My guess is it's a compression release. That box must be the air filter. Wonder what the RPM's are.


----------



## Bigdog (Sep 18, 2003)

Perhaps one of the early gasoline engines from a washing machine???


----------



## jodyand (Sep 16, 2003)

*Re: Re: Thats odd*



> _Originally posted by Argee _
> *My guess is it's a compression release. That box must be the air filter. Wonder what the RPM's are. *


No that has to be a valve if you look on the side of that one there is another one that don't have the spring and rocker arm.
Jody


----------



## bear (Oct 20, 2003)

the size looks right to be a wash machine engine. it likely only had the 1 rocker arm for exhaust the intake valve had a light spring used vacuum to open it. box looks like it would have been the fuel tank so the engine would mount with the cylynder horizontal.

_STATED GOAL_: Reproduce the portion of the engine thread above from "## bear (Oct" to "the cylynder horizontal.", keeping every word and mark unchanged.

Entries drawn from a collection
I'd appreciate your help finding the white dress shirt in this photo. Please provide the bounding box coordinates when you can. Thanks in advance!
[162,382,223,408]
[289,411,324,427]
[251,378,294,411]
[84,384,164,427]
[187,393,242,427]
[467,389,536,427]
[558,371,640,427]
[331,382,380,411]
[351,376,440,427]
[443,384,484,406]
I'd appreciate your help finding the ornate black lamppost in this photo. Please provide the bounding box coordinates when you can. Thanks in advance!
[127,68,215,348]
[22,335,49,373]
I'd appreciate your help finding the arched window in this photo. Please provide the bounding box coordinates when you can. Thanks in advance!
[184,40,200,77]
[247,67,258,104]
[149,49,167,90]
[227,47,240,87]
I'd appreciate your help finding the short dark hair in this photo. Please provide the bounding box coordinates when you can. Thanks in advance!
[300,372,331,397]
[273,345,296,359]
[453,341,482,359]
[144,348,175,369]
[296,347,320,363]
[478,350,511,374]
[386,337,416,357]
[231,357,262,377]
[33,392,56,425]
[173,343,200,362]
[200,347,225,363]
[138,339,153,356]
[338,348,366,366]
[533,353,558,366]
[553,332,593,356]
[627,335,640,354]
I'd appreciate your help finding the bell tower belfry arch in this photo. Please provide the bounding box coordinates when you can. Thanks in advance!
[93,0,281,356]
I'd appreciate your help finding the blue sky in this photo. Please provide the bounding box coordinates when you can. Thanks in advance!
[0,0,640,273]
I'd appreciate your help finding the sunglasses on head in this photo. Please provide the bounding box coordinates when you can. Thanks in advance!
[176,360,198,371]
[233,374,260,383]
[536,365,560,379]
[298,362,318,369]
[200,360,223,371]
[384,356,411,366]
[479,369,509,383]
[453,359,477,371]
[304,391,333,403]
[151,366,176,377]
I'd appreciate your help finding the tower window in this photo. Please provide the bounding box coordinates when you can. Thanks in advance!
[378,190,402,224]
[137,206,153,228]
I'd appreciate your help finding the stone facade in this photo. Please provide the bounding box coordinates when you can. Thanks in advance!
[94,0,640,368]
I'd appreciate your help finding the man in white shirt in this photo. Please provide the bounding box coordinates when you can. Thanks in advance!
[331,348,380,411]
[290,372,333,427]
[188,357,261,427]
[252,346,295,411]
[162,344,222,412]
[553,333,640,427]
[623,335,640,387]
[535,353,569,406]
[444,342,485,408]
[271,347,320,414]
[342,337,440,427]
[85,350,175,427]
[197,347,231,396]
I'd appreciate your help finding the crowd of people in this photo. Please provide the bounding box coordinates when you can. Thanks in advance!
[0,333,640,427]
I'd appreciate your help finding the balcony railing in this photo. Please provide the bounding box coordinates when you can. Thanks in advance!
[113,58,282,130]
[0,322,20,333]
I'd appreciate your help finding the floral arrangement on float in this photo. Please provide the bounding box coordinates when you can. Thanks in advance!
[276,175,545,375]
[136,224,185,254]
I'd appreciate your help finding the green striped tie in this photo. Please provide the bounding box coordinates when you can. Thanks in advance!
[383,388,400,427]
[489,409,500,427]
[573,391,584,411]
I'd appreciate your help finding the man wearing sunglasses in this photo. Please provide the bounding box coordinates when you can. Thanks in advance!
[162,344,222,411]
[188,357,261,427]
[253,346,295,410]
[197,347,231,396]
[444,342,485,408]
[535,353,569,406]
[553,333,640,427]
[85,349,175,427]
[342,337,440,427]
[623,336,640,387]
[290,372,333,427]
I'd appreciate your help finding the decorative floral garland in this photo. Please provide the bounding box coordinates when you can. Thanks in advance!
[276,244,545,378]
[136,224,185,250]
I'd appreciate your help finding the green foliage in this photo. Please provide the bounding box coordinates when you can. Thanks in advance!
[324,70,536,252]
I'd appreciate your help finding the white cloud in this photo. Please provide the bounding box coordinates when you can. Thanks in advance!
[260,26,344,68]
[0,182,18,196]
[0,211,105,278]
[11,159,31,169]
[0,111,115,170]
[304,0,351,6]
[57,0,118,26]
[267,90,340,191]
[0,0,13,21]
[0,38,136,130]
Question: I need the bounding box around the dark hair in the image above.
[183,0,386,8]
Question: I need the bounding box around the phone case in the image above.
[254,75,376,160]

_COMPLETE OUTPUT_:
## bear (Oct 20, 2003)

the size looks right to be a wash machine engine. it likely only had the 1 rocker arm for exhaust the intake valve had a light spring used vacuum to open it. box looks like it would have been the fuel tank so the engine would mount with the cylynder horizontal.